_What the task asks_. Find the line that contains "Where can the grassy". Repeat that line and all lines following it, exactly, through the end of the listing below.

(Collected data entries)
◆ ◆ ◆

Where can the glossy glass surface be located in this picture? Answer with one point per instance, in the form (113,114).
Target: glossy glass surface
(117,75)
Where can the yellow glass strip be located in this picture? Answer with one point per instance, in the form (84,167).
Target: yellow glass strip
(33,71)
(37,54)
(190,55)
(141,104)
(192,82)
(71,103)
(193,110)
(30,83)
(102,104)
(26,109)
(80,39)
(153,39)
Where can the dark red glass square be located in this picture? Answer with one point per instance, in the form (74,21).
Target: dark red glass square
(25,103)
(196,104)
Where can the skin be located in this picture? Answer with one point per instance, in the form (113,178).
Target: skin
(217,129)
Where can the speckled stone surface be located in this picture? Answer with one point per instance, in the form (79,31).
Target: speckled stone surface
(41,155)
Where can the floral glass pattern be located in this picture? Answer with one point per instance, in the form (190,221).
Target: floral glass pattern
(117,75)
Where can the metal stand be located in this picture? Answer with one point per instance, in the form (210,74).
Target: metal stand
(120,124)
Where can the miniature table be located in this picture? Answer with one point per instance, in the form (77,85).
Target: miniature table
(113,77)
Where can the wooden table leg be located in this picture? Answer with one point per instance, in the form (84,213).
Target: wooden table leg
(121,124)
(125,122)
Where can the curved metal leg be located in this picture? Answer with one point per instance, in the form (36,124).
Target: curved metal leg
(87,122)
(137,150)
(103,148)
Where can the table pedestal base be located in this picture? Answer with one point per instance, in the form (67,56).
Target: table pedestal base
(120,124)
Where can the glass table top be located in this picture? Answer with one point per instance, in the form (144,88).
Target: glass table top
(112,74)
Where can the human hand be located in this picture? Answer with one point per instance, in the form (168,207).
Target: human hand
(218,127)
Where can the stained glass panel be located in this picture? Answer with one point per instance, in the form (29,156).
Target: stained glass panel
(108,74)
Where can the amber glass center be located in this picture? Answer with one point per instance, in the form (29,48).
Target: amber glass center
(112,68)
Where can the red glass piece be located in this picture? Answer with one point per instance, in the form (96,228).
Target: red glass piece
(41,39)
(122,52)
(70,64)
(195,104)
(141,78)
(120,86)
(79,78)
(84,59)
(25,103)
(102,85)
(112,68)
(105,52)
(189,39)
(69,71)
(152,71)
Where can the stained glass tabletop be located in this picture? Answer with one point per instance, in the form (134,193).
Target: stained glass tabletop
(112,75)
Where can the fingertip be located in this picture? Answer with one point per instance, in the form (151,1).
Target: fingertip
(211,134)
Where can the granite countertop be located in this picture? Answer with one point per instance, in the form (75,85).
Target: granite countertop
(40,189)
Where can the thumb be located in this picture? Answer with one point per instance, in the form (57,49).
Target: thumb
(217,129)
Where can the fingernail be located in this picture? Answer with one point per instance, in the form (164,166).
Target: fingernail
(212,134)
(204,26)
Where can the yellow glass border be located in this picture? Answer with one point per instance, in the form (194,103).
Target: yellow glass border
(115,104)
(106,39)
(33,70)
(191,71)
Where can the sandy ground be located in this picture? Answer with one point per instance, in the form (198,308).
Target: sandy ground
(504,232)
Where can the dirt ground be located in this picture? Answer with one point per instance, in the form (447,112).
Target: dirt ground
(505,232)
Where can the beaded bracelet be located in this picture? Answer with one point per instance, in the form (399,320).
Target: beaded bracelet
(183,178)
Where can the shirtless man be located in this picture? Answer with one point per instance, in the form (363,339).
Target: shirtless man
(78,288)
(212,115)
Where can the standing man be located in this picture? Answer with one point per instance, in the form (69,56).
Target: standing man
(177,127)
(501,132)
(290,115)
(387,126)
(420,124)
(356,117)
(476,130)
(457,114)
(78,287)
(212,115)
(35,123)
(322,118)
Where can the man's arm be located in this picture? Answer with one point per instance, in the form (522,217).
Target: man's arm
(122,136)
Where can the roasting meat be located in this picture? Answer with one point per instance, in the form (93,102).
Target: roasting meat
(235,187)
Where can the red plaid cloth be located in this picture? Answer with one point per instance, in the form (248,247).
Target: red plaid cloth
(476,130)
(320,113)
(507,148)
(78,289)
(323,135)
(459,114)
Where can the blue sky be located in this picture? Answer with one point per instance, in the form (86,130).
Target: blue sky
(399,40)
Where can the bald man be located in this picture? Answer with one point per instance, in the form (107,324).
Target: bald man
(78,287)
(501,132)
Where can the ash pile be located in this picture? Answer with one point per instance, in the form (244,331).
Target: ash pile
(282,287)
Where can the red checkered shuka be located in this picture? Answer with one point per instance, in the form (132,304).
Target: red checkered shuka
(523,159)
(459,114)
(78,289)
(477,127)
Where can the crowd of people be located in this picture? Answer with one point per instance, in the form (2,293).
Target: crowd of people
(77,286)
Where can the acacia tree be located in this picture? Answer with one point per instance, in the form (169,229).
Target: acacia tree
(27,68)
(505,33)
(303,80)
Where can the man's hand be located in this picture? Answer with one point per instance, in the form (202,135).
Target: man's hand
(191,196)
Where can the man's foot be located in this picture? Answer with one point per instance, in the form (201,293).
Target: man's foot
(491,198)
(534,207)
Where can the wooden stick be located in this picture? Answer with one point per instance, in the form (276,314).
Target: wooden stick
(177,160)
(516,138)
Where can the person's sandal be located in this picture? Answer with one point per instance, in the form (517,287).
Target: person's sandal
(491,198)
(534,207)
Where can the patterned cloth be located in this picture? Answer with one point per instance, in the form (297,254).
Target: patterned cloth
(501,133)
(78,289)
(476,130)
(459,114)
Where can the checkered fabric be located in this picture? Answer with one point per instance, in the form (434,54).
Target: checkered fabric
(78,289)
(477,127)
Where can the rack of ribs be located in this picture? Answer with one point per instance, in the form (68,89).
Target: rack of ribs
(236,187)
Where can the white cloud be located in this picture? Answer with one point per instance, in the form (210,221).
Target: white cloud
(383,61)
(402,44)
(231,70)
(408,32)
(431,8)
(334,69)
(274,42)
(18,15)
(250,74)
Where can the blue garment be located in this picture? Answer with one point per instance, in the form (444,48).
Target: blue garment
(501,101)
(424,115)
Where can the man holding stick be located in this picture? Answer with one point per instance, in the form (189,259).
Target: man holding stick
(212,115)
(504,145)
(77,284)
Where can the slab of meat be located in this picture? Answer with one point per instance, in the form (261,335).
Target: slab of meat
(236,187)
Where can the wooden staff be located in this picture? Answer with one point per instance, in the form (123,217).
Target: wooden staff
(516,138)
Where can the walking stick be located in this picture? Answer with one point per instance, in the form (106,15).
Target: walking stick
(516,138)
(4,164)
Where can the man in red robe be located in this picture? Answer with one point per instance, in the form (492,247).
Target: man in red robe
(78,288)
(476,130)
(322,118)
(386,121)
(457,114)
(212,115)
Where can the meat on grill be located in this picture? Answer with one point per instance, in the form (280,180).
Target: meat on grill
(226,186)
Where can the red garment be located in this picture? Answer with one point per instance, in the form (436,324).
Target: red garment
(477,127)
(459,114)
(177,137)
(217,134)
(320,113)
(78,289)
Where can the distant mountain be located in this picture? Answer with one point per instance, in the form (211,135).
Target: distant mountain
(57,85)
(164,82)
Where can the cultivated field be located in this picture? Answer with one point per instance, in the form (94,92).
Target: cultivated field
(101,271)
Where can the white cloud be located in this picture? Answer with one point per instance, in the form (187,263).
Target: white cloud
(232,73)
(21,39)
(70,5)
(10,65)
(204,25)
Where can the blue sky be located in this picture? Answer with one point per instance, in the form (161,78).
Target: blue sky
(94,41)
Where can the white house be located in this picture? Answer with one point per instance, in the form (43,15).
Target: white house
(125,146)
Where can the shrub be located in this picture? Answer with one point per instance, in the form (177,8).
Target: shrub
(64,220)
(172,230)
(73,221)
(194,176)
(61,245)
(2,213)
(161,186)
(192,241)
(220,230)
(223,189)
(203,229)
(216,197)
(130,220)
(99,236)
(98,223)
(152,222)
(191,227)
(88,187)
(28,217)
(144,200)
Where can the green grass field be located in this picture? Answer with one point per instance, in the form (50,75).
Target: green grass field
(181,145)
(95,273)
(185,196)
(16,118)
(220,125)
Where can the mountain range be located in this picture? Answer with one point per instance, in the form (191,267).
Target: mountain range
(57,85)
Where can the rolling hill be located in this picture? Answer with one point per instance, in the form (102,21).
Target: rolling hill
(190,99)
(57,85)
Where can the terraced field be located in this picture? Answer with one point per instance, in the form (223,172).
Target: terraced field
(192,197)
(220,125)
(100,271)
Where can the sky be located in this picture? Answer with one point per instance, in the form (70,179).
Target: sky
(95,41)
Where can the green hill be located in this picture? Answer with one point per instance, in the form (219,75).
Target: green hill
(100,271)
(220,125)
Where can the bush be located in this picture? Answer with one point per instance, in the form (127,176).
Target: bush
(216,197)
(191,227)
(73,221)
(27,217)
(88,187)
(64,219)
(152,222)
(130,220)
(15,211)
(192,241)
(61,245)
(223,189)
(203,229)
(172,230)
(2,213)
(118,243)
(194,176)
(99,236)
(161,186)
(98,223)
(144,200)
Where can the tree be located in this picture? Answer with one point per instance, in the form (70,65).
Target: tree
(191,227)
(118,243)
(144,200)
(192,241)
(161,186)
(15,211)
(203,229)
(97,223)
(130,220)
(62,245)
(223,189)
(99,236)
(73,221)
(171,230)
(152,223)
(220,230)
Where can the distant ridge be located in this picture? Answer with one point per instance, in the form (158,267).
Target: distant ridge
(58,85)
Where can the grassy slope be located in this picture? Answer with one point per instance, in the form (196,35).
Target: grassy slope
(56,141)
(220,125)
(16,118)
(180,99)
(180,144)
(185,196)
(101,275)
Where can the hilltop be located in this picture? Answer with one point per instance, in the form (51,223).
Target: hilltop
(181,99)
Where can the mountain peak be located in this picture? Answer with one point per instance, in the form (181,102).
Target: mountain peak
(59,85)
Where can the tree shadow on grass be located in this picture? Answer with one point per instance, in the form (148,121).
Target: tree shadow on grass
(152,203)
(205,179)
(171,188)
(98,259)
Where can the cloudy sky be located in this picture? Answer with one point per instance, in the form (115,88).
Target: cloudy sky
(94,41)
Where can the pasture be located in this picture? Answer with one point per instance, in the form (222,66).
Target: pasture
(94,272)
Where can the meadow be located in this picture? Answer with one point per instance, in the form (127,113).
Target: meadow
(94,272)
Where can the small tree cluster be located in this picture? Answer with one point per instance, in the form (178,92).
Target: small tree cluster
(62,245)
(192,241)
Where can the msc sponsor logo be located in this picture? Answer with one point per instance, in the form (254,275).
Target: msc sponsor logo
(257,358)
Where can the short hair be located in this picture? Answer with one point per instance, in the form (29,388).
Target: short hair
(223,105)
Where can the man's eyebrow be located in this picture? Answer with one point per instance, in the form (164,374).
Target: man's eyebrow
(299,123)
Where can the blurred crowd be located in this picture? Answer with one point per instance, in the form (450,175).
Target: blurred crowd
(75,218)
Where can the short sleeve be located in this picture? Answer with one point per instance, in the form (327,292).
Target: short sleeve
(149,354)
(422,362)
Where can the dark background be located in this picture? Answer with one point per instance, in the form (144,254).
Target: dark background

◆ ◆ ◆

_Exercise solution_.
Where can the grassy slope be located in this picture? Answer with one point per instance, in the form (196,35).
Target: grassy slope
(56,141)
(220,125)
(16,118)
(180,99)
(180,144)
(185,196)
(101,275)
Where can the hilltop be located in this picture? Answer with one point per instance, in the form (51,223).
Target: hilltop
(181,99)
Where can the mountain peak be located in this picture? Answer with one point per instance, in the form (181,102).
Target: mountain peak
(59,85)
Where can the tree shadow on grass be located in this picture? Answer with one point per instance, in the form (148,121).
Target: tree shadow on grass
(152,203)
(205,179)
(171,188)
(98,259)
Where can the cloudy sky be located in this picture? Answer with one point per instance, in the form (115,88).
Target: cloudy sky
(94,41)
Where can the pasture be located in this picture? Answer with one point per instance, in the form (222,66).
Target: pasture
(94,272)
Where can the meadow be located in this picture? Answer with one point per instance, in the form (127,113).
Target: meadow
(94,272)
Where can the small tree cluster be located in this picture? Answer with one point per instance, in the form (178,92).
Target: small tree cluster
(62,245)
(192,241)
Where can the msc sponsor logo be located in this picture? Answer with one point per instance, in the form (254,275).
Target: msc sponsor logo
(257,358)
Where can the short hair be located in this picture? Answer with one point per instance, in the form (29,388).
Target: short hair
(223,105)
Where can the man's eyebrow be located in this picture? Answer with one point per instance, in the form (164,374).
Target: man's eyebrow
(299,123)
Where can the blurred crowd be located in this picture? Answer with one point per instance, in the form (450,175).
Target: blurred crowd
(75,218)
Where can the short sleeve be located in this picture? Answer with one point per instance, in the form (327,292).
Target: short sleeve
(149,354)
(422,362)
Where can the dark background be located in this picture? Answer with one point per instance, in the form (144,254).
Target: dark background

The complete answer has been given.